• AIM: In the passage below on the 1861 peace convention, reproduce word for word the stretch that begins at "Meanwhile, the politicians" and stops after "to the nation.".
[SELECTED EXTRACT start]
Meanwhile, the politicians in Richmond turned John Tyler's brainchild into a grotesque abortion. The legislature issued a call for a peace convention of delegates from
all
the states still in the Union. Tyler instantly saw that this idea would produce nothing but bedlam. With seven southern states in secession, the North would have a majority on every question. Tyler rushed a plea for his original idea to the
Richmond Enquirer
, which he bolstered with a searing description of what a race war would do to the nation.

Virginia's legislature stuck to its call for all the states to send delegates. Tyler agreed to become one of Virginia's five spokesmen and was soon in Washington, DC, with his wife, Julia. She was delighted to be returning to the scene of her first-lady triumphs. But Tyler grew more and more discouraged as Texas and Louisiana joined the cotton states in secession, and Arkansas, Tennessee, and Virginia warned President Buchanan that they would secede if the Federal government attempted to “coerce” the departed states. The nadir was a meeting with Buchanan in the White House at which the exhausted president whined that the South had rewarded all his efforts on their behalf with base ingratitude. Their seizure of federal forts along their seacoast had made him look inept and impotent.
18

Things only got worse when the peace convention met in a hall next to Willard's Hotel on February 4, 1861. There was no shortage of political skill and experience in the conclave. Among the 132 delegates were 6 former presidential cabinet members, 19 former governors, 14 ex-senators, and 50 ex-congressman. But almost all these men were near Tyler's age, and many were in precarious health. The newspapers dubbed them “the Old Gentleman's Convention.” Tyler was elected president. One reporter said he was an apt choice, calling him “a tottering ashen ruin.”
[SELECTED EXTRACT end]
[DATA EXCERPTS start]
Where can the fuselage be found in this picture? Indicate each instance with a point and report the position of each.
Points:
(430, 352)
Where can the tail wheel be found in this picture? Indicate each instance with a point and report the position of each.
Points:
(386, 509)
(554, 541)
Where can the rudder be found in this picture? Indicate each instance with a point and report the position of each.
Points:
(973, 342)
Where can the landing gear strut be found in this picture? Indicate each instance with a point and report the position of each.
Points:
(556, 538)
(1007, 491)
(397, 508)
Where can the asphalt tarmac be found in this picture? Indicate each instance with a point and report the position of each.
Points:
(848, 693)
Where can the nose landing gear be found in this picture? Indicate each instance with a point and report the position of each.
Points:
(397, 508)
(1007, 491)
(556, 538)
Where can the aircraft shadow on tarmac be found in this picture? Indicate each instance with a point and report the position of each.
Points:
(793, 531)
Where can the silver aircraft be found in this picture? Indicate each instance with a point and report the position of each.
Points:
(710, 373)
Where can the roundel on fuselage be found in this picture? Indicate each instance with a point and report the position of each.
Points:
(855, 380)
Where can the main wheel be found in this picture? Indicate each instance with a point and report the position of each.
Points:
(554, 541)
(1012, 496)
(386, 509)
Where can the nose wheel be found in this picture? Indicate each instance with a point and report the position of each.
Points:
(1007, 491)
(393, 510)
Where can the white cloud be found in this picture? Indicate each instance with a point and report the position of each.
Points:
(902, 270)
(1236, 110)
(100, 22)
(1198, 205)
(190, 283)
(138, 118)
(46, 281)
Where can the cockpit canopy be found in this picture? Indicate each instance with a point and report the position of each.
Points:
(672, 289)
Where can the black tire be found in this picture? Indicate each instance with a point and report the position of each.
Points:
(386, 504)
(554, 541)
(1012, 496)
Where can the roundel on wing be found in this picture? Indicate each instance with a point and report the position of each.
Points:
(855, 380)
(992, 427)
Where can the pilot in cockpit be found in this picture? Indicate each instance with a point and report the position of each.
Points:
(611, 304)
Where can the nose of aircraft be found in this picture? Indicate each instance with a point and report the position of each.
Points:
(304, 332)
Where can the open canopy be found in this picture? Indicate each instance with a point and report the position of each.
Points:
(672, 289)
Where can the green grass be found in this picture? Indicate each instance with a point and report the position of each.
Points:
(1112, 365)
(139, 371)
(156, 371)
[DATA EXCERPTS end]
• EXERCISE SOLUTION:
Meanwhile, the politicians in Richmond turned John Tyler's brainchild into a grotesque abortion. The legislature issued a call for a peace convention of delegates from
all
the states still in the Union. Tyler instantly saw that this idea would produce nothing but bedlam. With seven southern states in secession, the North would have a majority on every question. Tyler rushed a plea for his original idea to the
Richmond Enquirer
, which he bolstered with a searing description of what a race war would do to the nation.